◆ **Excerpt to read**
Hands-On: Queries with SQL, pandas, Unix commands
- Retrieve the three CSV files for this practical and study their
content; they provide information, respectively, on
country codes,
country population, and
Covid cases and deaths per country
(a country being identified by its ISO
3166-1 alpha-3 code).
- We will be interested in the following four queries on this dataset:
- Q1. What is the total number of Covid deaths?
- Q2. What are the ten countries with the highest number of deaths, with the corresponding number?
- Q3.
What are the ten countries with the highest number of deaths relative
to their population, with the corresponding number in ‰?
- Q4. What are the ten countries with the highest number of deaths
relative to their population within Europe, with the corresponding number in ‰?

◆ **Required tasks**
[A] Quote the stretch of the Covid data queries exercise from "Hands-On: Queries with" through "the corresponding number?", word for word.
[B] Pick up the Covid data queries exercise after its last line and keep writing it.

◆ **Data section**
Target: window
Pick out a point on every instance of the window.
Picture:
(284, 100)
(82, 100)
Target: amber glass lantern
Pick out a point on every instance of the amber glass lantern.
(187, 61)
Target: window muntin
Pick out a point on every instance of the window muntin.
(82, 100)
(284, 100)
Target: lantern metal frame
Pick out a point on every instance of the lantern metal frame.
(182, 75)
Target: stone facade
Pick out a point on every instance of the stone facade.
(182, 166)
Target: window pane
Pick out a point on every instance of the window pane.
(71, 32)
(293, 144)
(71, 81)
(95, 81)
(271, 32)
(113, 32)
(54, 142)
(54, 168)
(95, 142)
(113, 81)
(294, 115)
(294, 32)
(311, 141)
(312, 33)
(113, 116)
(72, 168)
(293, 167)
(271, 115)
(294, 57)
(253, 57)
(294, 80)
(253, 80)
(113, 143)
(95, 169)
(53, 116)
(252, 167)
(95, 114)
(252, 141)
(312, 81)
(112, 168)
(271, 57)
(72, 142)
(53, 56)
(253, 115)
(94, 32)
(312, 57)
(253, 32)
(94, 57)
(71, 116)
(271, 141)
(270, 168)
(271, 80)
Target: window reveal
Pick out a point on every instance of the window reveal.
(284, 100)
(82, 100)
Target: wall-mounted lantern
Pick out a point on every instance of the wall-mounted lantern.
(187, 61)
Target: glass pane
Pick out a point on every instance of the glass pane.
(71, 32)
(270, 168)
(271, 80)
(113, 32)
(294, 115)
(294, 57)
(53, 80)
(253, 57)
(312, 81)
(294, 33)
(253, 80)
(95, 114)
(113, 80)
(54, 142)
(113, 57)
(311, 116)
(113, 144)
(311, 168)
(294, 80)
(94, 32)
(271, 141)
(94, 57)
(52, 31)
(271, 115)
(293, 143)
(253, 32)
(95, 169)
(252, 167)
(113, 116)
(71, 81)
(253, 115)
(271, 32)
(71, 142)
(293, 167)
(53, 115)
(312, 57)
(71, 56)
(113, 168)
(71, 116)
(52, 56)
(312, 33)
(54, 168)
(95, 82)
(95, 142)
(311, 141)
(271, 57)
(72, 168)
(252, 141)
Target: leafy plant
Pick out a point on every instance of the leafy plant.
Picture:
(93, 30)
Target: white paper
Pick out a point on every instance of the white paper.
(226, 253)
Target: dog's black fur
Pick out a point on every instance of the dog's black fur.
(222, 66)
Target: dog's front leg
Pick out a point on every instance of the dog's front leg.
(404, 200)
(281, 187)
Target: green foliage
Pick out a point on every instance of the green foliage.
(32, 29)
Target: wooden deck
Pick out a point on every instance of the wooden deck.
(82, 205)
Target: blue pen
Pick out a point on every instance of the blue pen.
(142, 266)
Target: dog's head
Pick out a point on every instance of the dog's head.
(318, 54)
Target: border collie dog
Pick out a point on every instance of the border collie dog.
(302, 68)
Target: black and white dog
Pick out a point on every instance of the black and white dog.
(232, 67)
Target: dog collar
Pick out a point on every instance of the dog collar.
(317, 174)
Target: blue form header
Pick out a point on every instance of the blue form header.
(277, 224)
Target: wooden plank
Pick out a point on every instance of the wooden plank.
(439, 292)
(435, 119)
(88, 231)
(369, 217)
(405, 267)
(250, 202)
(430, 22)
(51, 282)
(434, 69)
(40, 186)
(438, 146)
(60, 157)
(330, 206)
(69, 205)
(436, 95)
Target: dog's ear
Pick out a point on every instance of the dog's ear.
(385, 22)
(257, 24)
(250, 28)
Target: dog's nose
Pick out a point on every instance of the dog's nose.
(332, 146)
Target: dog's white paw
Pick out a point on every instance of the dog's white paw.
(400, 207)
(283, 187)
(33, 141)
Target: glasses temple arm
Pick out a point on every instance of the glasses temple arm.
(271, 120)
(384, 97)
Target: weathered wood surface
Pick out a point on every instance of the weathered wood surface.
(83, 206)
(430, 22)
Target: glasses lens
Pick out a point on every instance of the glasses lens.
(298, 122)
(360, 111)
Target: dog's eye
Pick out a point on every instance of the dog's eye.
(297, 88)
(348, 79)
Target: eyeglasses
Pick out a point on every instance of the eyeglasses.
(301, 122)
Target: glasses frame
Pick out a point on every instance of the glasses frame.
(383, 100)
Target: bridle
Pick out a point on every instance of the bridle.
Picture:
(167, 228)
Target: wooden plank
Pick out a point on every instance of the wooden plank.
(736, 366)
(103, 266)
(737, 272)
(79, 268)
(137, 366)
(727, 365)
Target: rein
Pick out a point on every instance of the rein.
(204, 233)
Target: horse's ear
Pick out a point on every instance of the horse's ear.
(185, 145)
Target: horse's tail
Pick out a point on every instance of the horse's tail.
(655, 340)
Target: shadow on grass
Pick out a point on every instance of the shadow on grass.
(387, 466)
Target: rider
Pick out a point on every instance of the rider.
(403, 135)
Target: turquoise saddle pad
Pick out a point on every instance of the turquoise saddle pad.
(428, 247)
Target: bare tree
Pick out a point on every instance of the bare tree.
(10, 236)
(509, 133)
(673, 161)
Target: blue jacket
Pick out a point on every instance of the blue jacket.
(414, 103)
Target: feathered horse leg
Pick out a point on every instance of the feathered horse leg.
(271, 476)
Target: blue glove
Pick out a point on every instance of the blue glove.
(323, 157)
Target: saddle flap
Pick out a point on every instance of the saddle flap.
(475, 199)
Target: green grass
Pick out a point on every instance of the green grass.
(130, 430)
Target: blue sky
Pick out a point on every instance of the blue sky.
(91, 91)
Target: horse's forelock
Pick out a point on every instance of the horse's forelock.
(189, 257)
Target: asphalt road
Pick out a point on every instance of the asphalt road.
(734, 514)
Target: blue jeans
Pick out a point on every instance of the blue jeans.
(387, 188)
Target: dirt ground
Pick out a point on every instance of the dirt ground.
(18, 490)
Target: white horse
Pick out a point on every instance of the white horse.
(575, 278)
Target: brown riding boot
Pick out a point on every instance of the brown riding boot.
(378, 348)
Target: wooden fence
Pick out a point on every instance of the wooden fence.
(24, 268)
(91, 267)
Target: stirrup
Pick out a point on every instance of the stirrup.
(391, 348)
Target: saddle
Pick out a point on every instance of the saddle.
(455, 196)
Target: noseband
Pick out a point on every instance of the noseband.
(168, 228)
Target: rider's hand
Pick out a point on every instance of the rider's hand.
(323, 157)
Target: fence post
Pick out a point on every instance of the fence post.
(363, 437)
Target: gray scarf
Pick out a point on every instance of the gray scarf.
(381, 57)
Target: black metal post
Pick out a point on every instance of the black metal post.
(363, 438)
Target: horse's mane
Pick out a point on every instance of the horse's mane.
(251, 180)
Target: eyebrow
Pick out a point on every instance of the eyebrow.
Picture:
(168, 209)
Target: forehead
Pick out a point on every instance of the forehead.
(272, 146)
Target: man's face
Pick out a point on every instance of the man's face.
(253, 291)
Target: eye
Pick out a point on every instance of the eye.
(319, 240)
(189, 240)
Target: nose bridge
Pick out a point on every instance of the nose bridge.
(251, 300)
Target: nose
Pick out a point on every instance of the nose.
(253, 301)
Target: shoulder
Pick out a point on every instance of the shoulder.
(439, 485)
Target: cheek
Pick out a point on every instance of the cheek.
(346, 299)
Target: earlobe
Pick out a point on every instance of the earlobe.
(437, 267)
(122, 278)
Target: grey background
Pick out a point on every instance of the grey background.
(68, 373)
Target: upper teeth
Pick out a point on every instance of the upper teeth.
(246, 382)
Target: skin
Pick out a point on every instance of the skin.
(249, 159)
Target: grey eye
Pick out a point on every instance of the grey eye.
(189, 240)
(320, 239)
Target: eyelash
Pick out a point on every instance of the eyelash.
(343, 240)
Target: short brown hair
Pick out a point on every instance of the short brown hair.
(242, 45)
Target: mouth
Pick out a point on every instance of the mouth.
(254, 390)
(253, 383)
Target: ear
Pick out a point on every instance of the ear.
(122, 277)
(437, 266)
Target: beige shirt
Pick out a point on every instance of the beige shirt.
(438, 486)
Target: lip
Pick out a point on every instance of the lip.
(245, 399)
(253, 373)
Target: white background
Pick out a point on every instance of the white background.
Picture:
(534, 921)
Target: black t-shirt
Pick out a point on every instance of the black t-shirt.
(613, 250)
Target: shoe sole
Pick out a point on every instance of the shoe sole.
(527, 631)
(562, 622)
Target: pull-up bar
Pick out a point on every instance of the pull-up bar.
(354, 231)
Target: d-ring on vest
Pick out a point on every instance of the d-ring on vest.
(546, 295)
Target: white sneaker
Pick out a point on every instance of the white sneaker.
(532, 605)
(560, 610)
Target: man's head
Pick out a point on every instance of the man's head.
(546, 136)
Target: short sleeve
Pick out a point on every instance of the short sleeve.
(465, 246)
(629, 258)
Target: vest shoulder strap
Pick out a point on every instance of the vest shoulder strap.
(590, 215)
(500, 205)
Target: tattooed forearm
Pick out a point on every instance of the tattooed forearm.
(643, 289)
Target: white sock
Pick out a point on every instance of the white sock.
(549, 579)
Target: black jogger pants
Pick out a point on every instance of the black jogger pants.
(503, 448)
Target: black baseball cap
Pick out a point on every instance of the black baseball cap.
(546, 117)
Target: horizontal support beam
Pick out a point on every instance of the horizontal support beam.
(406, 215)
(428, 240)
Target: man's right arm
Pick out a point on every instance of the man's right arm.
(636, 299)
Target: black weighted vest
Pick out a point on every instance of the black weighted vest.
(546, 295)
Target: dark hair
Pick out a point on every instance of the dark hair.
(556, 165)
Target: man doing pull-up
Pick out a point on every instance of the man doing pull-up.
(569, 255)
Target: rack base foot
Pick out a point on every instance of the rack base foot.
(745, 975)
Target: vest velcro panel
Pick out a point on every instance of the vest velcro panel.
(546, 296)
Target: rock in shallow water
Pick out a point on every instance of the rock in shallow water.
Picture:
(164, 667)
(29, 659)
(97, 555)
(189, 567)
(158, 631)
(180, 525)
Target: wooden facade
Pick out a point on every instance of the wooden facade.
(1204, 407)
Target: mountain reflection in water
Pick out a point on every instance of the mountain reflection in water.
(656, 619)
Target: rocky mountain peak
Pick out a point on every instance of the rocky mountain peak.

◆ **Answers per task**
[A]
Hands-On: Queries with SQL, pandas, Unix commands
- Retrieve the three CSV files for this practical and study their
content; they provide information, respectively, on
country codes,
country population, and
Covid cases and deaths per country
(a country being identified by its ISO
3166-1 alpha-3 code).
- We will be interested in the following four queries on this dataset:
- Q1. What is the total number of Covid deaths?
- Q2. What are the ten countries with the highest number of deaths, with the corresponding number?

[B]
- Use
sqlite3 to load this dataset into a new database (using .open, .mode
csv and then .import) and write SQL queries to answer these queries. Note the time needed for
each query (using .timer on).
- Add indexes (using
CREATE INDEX) on relevant columns. Rerun the queries and check the timings.
- Use
pandas to load the dataset in main memory and run the same queries. Using Python's standard
time module, note the time taken by each query.
- Use Unix commands to process the dataset on disk and run the same queries. Use the
time command as a
prefix to your other commands to note the time taken by each query.